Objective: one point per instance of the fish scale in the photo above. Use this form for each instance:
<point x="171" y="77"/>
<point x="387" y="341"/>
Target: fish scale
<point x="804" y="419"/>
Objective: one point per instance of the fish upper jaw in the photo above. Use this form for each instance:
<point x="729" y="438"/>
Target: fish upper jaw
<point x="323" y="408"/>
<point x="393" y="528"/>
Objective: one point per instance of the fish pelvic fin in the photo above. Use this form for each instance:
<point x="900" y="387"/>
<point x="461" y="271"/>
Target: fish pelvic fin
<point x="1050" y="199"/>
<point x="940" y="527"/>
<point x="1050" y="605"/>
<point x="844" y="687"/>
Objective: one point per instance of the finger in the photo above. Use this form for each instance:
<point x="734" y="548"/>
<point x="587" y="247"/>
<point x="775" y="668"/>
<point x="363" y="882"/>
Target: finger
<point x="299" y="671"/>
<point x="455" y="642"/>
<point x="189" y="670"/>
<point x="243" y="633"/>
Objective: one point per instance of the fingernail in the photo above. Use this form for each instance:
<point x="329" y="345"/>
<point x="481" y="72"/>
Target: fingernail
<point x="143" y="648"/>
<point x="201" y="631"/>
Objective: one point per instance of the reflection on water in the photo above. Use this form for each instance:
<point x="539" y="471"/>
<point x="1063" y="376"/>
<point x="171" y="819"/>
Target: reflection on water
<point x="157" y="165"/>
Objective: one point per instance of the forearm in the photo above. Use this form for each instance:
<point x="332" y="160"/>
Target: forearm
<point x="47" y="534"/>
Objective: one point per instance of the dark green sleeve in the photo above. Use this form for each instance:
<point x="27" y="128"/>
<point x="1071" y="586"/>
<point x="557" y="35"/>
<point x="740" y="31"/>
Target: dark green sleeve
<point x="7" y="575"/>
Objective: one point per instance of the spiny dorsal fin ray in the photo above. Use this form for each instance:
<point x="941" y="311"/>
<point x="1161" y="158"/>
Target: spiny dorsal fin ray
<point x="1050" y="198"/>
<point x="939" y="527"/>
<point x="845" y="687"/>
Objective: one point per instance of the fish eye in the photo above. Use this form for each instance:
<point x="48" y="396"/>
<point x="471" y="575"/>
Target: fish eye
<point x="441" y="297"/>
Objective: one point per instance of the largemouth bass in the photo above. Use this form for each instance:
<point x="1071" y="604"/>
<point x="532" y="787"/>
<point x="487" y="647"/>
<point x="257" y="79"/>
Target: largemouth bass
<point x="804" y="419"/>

### Stated exercise
Copy out the records from the line containing "Objective: one point per instance of the fish eye" through the end, substituting "smallmouth bass" for "largemouth bass" and leaving everything else unchanged.

### Response for this exercise
Objective: one point per instance of the fish eye in the photo above. Use this form for each instance:
<point x="48" y="396"/>
<point x="471" y="575"/>
Target: fish eye
<point x="441" y="297"/>
Objective: one point per instance of the smallmouth bass in the photo above. Use this form for each instance:
<point x="1071" y="604"/>
<point x="532" y="787"/>
<point x="487" y="647"/>
<point x="257" y="79"/>
Target: smallmouth bass
<point x="804" y="419"/>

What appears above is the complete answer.